Transcribe the entries that come next exactly, but not the pictures they contain.

========================================

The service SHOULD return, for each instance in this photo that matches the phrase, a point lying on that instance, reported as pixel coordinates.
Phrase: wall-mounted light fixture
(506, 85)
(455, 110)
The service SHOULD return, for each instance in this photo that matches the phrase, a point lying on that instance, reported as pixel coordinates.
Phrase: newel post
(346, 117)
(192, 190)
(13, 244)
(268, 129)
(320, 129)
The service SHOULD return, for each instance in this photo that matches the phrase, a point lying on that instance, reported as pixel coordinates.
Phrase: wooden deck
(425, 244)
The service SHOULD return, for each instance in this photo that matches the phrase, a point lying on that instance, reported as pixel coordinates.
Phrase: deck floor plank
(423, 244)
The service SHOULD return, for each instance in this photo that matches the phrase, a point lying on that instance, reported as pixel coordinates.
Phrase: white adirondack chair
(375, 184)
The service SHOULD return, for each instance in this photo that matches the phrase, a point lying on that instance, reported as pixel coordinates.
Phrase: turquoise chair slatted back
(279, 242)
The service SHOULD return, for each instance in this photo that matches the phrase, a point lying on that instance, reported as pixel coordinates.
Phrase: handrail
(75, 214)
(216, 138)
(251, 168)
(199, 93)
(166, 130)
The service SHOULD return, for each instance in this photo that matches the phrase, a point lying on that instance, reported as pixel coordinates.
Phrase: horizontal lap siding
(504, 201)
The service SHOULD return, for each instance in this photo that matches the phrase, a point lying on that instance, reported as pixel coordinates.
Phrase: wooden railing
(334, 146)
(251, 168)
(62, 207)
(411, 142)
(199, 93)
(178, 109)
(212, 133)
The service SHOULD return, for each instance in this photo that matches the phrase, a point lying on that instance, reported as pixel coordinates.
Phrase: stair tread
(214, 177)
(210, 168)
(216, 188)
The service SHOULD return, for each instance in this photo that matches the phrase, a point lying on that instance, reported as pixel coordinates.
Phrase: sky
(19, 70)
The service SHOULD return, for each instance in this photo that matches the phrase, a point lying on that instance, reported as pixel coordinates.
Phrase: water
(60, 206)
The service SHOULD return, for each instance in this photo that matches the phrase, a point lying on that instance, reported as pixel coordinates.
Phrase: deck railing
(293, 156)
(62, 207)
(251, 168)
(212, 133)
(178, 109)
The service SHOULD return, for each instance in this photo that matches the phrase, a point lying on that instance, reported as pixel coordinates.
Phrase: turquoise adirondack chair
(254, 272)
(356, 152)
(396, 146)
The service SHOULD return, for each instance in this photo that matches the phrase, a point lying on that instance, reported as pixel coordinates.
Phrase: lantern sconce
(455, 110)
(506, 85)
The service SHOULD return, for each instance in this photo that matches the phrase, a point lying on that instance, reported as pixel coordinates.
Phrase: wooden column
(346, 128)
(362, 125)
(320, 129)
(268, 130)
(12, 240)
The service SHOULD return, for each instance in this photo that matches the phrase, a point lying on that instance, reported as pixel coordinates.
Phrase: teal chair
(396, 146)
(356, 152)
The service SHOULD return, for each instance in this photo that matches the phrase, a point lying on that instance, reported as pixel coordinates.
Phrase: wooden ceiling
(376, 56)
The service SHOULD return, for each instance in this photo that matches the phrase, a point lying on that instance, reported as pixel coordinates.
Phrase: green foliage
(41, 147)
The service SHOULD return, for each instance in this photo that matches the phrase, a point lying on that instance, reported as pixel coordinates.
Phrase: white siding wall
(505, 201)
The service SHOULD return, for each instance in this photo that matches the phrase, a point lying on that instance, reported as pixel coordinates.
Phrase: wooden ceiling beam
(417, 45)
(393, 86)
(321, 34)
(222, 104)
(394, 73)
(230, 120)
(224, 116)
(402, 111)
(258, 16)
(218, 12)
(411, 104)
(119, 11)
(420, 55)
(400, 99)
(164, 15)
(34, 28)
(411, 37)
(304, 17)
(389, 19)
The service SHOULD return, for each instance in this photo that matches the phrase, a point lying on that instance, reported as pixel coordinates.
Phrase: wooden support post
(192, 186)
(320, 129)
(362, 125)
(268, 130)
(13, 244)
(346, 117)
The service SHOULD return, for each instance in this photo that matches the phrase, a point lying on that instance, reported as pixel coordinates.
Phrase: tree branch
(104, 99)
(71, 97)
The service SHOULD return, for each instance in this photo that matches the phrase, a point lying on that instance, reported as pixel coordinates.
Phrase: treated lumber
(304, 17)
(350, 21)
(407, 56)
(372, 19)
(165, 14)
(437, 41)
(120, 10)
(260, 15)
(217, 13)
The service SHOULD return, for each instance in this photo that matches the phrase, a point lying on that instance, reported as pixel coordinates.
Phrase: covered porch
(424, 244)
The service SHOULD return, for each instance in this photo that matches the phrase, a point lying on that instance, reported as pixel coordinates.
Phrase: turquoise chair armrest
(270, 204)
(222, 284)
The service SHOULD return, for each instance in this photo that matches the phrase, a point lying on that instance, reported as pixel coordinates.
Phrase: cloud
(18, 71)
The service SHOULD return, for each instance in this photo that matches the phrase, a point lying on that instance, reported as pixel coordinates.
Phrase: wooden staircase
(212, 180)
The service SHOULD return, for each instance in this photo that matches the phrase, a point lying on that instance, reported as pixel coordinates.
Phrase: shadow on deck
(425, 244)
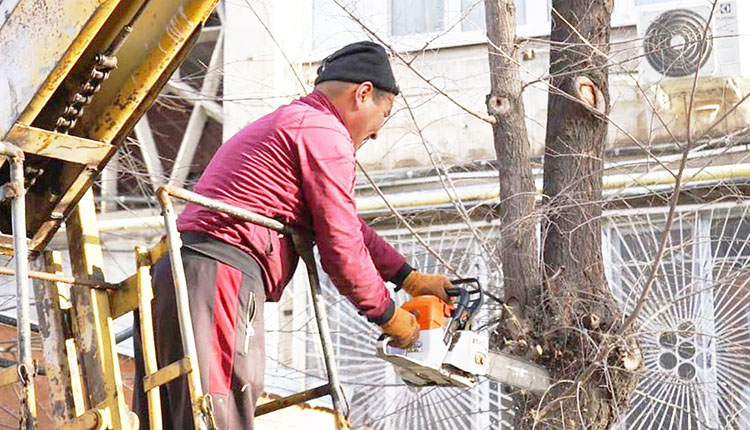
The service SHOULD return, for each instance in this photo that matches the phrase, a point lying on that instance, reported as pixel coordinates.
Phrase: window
(333, 27)
(415, 17)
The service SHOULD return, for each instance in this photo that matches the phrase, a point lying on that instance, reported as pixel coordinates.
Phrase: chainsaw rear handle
(468, 303)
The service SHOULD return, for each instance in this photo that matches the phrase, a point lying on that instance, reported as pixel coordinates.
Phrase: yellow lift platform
(76, 76)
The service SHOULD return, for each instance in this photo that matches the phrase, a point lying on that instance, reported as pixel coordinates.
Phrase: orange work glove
(402, 328)
(426, 284)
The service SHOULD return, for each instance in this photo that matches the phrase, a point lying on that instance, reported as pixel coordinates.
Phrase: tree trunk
(578, 308)
(565, 322)
(519, 251)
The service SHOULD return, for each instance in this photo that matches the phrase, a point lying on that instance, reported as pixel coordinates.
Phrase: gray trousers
(226, 306)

========================================

*Task answer*.
The service SHOULD return, for each instance in this photo that matches the phrase, a point lying on that instance, reported as pixel coordinates.
Phrase: wall-mounted light fixture
(506, 85)
(455, 110)
The service SHOULD return, for each instance in this photo that matches the phrase, a point lying on that instance, reported as pixel coordinates.
Phrase: newel post
(346, 117)
(192, 190)
(13, 244)
(268, 129)
(320, 129)
The service SHOULD return, for each instance in this photo that matches the phrase, a point lying on that instance, reported as pixel coordinates.
Phrase: wooden deck
(425, 244)
The service SHOULD return, for each instance in this photo that matches the phrase, a point lying on that instance, reported as pixel coordinates.
Phrase: deck floor plank
(423, 244)
The service SHOULD return, for each instance in this photo that matches the phrase, a point lying on that instance, reported as pixel coordinates.
Phrase: white adirondack chair
(375, 184)
The service SHOULD return, for each instance in this photo that matches the phrase, a point lying on that instance, reported as pixel coordinates.
Phrase: turquoise chair slatted back
(279, 242)
The service SHOULD return, for each instance in this photo that matches the phrase, a point lying on that instance, reported as pixel coordinates.
Phrase: handrail
(75, 214)
(216, 138)
(251, 168)
(199, 93)
(166, 130)
The service SHOULD return, for each instance in this photo that matches the phrase, a point lying on that instance, reported as pixel coordinates.
Phrase: horizontal lap siding
(504, 201)
The service SHOULD return, for each instance in this photo that matches the phrase, a point lying on that instance, reported as pixel coordinates.
Phrase: wooden railing
(334, 146)
(251, 168)
(62, 207)
(411, 142)
(199, 93)
(178, 109)
(212, 133)
The service SHOULD return, for each instance in this photo that matches the phrase, a point lying on that instance, reported as pixel coordinates.
Phrase: stair tread
(214, 177)
(210, 168)
(216, 188)
The service SHOULD return, for each instance in this photo that matches the phrase, a point lying on that instance, reported as pixel coordinates.
Phrase: sky
(19, 70)
The service SHOULD return, for each instance in this photo that matches the phrase, a point lying on that instance, reported as pixel coordinates.
Phrase: water
(60, 206)
The service SHOULD return, for each instance in this photo that matches the phrase, a point lying on that instance, reported as pixel coordinates.
Phrase: deck railing
(293, 156)
(62, 207)
(251, 168)
(212, 133)
(178, 109)
The service SHOULD return, for each instance in this photo that matches the phrase, a point lying on that instance, reported as pixel coordinates.
Phrase: turquoise adirondack chair
(254, 272)
(356, 152)
(396, 146)
The service SHOULD return, for each instance in this photo that matches the phrase, a point lying on that instance, reported as pixel coordinates.
Phrase: lantern sconce
(455, 110)
(506, 85)
The service SHOULD return, for each instance in this photo that matches the phrase, a point lying on that instance, reported as pixel coordinates.
Phrase: wooden column
(346, 128)
(362, 125)
(320, 129)
(268, 130)
(12, 240)
The service SHOULD return, for each instance in this photo that matches the phrase, a point lying on that instance, reported as pixel coordinates.
Phrase: teal chair
(396, 146)
(356, 152)
The service SHOULD return, for each instance in this photo that matches the phrase, a point lying on that instance, reported as pixel coordinates.
Phrase: wooden ceiling
(376, 56)
The service SHOULD return, for each instance in this photo that matches the phrase, a point lying on that instance, reported as pixel coordinates.
Phrase: green foliage
(41, 147)
The service SHOULD return, for each instance in this photo that matches the phrase, a point lying on that instance, reported as pixel coordinates.
Phrase: white siding wall
(505, 201)
The service SHOULD return, for each instance in this photo that matches the phrase, a point lying on that instance, reported as pixel coordinates.
Phrase: wooden ceiling beam
(417, 45)
(393, 86)
(321, 34)
(222, 104)
(394, 73)
(230, 120)
(224, 116)
(402, 111)
(258, 16)
(218, 12)
(411, 104)
(119, 11)
(420, 55)
(400, 99)
(164, 15)
(34, 28)
(411, 37)
(304, 17)
(389, 19)
The service SHOULD return, for each instance in this photo that matches the phrase, a point lying on that instance, reported as pixel coordinates.
Phrase: wooden support post
(192, 186)
(320, 129)
(362, 125)
(268, 130)
(13, 244)
(346, 117)
The service SHOULD return, for each instance in this photo that matches the phrase, a point lying on that instance, reported as pixel coordinates.
Phrase: tree branch
(104, 99)
(71, 97)
The service SHOULD return, for each instance in this photo that matches the phrase, a point lying on that instance, reported as pixel coordinates.
Phrase: treated lumber
(304, 17)
(350, 21)
(407, 56)
(372, 19)
(165, 14)
(437, 41)
(120, 10)
(260, 15)
(217, 13)
The service SHOULD return, for each instance in this photo that matches the phrase, a point lying on that instance, reported as pixel coordinates.
Phrase: covered porch
(424, 244)
The service SHOULD return, for each instance in this photo that matches the phrase, a point lying on that instance, reported as pixel coordinates.
Phrase: turquoise chair armrest
(270, 204)
(222, 284)
The service SHOULD return, for each instance in this photo that matches the phrase, a point lying on that instance, reported as pixel coordinates.
Phrase: cloud
(18, 71)
The service SHOULD return, for each instance in this photo that matches the phrase, a point lying on that instance, reported as pixel coordinates.
Phrase: wooden staircase
(212, 180)
The service SHOULD return, for each instance in this photo that matches the phrase, a point lying on that instance, reported as pixel coordinates.
Phrase: shadow on deck
(425, 244)
The service SHOULD return, for each instance in this photo that matches the phrase, a point lying on that instance, reported as pixel coordinates.
Phrase: window
(333, 27)
(415, 17)
The service SHOULD return, for each instance in this photo that matches the phrase, a point lying on that instance, reported as pixel coordinates.
Phrase: chainsaw rear handle
(468, 303)
The service SHOULD return, for each instance in this photo that matches the phrase, a point lying on that instance, reported as pixel coordinates.
Phrase: yellow lift platform
(76, 76)
The service SHOULD return, for each instance in this photo that matches the phrase, a point lying on that instance, reported as pixel coordinates.
Phrase: orange work glove
(402, 328)
(426, 284)
The service SHOULD return, for each instance in this photo that matches the phrase, a point lying on that instance, reported as pixel coordinates.
Phrase: tree trunk
(578, 308)
(565, 322)
(519, 251)
The service SHOULD return, for each instance in this photo that matches the phrase, a point lying on that instance, reported as pixel coordinates.
Phrase: gray trousers
(226, 306)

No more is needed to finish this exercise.